**Stated goal 1:** According to the text on the IB-8000 Industrial Communications Bridge, what programming language is its software written in?
**Stated goal 2:** From the text on the IB-8000 Industrial Communications Bridge, list every reason given for developing its software to run on standard 386 or higher PC hardware.

The capabilities of this mini-telemetric SCADA system, and
its protocol conversion/data concentration kernel, united the numerous and
disparate devices that bring natural gas to California. They also
demonstrate that the innovative integration of new technology can allow
preparation for the future while providing user-friendly systems necessary
to keep the gas lines flowing now.
George Gaebler is a Gas Engineer at Pacific Gas and Electric in San
Francisco, Calif.
Read Hayward is vice president, operations, of engineering at DST
Controls Inc., Benicia, Calif.
The soft heart of the
system
..Software is key to the functionality of
the IB-8000 Industrial Communications Bridge, used by PG&E in the
enhanced SCADA system. It is written in Microsoft C with low-level OEM
libraries purchased with the hardware in certain cases. There is a core
program that reads a configuration file on startup. All serial
communications from each port are buffered, i.e., all messages coming in
are put in a buffer--one per port--by an interrupt-driven I/O routine. All
outgoing messages are also placed in the buffer by the driver and are sent
by an interrupt-driven output routine.
The core program then calls each driver in turn in a tight
idle loop at least once every millisecond, and each driver handles as many
serial ports as have been allocated to it by the configuration file. Each
driver sends and receives messages out of every port simultaneously.
Part of the core program's responsibility is to act as an
human-machine interface (HMI), allowing the operator to view both
performance and error statistics. The IB-8000's software was developed to
run on standard 386 or higher PC hardware for several reasons:
- Ready availability of communications libraries and related software
- Availability of PC-oriented communication hardware
- Low development costs (no embedded debuggers or in-circuit emulators
are required)
- "Open" hardware requirements
- Ease of troubleshooting
Trying something new
..Modbus port expanders, which were looked
at originally, have been around for a long while. Their role is to allow
multiple masters to access a single or multiple slave(s). A port expander
is required because Modbus (and many other protocols) usually allows only
a single master that requests data from all slave devices, so there was no
confusion on the network as to which device can talk, and when. Slaves
only respond to master requests.

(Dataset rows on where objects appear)
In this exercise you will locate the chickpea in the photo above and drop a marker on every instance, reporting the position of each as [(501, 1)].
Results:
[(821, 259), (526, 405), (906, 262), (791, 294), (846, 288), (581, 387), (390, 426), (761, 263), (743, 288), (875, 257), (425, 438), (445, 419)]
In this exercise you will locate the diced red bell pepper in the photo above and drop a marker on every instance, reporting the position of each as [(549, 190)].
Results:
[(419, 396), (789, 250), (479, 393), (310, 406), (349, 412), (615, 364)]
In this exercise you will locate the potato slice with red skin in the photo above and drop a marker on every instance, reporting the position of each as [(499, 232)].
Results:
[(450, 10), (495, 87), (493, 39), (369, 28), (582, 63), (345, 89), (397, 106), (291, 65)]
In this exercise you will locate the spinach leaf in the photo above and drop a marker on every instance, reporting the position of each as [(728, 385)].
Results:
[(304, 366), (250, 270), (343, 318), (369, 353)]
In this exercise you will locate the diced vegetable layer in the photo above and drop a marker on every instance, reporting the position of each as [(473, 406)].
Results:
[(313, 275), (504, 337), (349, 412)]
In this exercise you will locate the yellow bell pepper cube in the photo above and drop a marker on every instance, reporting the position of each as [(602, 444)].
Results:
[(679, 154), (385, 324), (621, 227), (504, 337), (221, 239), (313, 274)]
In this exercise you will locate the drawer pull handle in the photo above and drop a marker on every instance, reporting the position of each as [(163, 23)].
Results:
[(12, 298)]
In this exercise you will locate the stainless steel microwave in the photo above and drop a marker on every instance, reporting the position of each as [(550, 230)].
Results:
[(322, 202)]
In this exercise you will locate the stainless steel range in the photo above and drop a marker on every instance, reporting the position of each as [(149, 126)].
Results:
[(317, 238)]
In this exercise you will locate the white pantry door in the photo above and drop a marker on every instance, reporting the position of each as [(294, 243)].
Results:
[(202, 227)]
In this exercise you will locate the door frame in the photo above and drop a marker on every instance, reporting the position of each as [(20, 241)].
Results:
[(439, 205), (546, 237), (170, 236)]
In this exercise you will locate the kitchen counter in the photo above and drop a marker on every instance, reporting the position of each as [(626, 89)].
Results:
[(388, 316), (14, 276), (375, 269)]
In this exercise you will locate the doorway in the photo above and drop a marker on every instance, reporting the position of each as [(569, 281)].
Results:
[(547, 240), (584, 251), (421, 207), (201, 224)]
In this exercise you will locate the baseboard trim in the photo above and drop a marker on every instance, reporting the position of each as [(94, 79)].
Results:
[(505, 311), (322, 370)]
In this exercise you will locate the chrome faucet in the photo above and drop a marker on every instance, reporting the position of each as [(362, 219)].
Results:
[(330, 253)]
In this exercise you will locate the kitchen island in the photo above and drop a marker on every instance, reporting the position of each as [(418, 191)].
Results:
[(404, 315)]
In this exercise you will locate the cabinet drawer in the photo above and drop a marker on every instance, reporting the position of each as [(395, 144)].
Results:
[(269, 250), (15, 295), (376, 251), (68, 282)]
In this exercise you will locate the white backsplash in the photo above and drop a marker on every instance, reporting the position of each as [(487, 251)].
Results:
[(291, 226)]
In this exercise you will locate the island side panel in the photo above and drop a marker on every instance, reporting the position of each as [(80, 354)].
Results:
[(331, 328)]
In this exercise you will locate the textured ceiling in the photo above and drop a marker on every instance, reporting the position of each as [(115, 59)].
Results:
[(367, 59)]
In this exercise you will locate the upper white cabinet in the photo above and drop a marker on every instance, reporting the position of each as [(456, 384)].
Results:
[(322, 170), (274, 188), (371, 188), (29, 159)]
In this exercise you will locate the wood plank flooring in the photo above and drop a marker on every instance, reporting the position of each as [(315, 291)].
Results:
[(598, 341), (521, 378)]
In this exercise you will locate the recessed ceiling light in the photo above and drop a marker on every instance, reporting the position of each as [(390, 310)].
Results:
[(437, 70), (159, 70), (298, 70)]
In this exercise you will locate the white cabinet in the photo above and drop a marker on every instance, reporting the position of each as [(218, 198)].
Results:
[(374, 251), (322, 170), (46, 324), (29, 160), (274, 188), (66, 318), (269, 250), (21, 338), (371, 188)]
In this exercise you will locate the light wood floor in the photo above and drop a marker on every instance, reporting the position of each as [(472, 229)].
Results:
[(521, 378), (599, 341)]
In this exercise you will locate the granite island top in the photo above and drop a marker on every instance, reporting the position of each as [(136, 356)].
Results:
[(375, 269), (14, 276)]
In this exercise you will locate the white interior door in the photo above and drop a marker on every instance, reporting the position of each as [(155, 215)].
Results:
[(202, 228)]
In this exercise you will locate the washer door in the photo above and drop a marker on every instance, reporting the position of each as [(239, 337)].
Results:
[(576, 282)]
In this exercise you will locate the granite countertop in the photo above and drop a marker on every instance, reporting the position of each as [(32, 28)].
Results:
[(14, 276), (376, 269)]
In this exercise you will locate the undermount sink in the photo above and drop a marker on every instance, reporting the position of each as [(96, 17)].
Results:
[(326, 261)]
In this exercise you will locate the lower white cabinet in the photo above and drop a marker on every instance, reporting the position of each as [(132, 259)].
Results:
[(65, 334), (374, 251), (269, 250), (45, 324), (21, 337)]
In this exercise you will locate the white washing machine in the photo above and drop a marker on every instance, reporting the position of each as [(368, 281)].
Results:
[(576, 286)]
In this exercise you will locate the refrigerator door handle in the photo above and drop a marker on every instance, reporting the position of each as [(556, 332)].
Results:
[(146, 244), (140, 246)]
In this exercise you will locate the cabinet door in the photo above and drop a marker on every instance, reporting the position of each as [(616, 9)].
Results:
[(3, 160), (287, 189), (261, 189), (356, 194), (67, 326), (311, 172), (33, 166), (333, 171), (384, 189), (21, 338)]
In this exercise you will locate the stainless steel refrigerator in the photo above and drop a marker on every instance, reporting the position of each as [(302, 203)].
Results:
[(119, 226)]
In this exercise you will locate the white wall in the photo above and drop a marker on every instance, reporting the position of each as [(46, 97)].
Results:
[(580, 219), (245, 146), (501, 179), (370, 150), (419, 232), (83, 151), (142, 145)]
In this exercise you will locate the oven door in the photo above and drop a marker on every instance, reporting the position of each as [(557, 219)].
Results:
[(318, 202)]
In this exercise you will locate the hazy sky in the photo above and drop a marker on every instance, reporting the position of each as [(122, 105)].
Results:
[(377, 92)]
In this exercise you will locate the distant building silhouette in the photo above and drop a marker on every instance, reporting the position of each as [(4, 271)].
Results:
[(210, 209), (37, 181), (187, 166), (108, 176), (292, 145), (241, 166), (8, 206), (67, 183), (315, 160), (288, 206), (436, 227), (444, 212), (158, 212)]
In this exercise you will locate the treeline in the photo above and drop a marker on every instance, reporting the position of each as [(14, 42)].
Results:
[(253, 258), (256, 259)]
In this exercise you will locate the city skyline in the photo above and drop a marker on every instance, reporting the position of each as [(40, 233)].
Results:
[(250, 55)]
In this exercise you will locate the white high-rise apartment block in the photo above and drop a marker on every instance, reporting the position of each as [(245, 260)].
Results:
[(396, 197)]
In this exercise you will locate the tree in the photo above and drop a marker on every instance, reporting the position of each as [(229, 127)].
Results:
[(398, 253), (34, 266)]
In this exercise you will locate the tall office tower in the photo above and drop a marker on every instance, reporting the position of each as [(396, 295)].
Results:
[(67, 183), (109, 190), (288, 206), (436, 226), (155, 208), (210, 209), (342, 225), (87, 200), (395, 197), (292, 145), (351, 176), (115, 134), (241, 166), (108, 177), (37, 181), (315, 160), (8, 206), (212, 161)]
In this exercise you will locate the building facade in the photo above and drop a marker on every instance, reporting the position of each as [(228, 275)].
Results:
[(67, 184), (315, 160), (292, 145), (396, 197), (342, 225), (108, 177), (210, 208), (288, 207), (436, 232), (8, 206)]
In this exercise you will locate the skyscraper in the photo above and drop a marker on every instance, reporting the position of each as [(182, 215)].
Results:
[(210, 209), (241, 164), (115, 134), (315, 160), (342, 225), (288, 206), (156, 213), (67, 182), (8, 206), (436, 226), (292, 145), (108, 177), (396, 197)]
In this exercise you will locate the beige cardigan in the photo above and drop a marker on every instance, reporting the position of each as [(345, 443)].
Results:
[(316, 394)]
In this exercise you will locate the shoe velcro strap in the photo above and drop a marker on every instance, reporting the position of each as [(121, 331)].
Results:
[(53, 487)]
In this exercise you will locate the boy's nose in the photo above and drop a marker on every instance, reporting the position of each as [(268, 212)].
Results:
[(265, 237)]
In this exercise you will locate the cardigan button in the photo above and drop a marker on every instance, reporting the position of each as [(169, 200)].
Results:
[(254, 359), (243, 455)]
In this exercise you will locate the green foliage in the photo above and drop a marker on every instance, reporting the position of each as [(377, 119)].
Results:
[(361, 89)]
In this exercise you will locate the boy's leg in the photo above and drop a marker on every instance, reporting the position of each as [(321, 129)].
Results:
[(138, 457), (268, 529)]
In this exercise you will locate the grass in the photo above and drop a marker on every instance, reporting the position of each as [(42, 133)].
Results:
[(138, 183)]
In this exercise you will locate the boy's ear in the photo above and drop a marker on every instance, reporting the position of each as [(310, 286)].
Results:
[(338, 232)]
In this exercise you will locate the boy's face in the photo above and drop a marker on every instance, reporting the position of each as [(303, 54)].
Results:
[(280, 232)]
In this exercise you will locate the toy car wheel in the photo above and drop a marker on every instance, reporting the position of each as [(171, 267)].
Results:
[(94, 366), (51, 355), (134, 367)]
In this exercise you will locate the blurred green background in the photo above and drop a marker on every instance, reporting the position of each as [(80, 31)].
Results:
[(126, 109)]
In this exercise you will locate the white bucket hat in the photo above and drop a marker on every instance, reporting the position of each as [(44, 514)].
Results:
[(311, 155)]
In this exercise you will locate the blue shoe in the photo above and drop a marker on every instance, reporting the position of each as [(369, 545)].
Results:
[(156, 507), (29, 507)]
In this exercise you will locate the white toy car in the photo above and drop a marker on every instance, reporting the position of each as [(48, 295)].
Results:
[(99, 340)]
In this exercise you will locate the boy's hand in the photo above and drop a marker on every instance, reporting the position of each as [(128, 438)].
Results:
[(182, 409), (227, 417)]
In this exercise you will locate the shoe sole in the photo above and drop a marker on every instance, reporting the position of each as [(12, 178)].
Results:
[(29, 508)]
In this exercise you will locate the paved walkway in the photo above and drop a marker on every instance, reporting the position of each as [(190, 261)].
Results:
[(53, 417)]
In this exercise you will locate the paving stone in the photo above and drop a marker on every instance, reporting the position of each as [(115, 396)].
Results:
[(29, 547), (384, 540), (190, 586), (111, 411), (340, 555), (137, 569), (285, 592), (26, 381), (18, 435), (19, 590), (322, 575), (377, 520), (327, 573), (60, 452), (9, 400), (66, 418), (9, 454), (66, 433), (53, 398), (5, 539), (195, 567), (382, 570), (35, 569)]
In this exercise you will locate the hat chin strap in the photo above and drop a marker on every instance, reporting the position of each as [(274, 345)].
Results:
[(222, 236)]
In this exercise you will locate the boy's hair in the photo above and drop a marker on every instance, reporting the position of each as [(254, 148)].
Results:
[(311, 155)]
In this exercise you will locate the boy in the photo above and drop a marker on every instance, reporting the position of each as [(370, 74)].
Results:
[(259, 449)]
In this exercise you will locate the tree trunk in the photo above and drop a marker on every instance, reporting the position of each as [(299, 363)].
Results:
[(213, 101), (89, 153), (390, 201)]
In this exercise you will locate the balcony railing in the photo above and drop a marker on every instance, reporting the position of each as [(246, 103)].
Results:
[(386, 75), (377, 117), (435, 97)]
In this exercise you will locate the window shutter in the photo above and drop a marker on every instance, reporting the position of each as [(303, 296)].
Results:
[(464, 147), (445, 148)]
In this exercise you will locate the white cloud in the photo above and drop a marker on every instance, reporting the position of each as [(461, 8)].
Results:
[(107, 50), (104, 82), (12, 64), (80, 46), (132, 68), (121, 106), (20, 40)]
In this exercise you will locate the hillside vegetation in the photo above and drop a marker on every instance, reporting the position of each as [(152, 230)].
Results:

**Solution 1:** Microsoft C, with low-level OEM libraries purchased with the hardware in certain cases.

**Solution 2:**
- Ready availability of communications libraries and related software
- Availability of PC-oriented communication hardware
- Low development costs (no embedded debuggers or in-circuit emulators are required)
- "Open" hardware requirements
- Ease of troubleshooting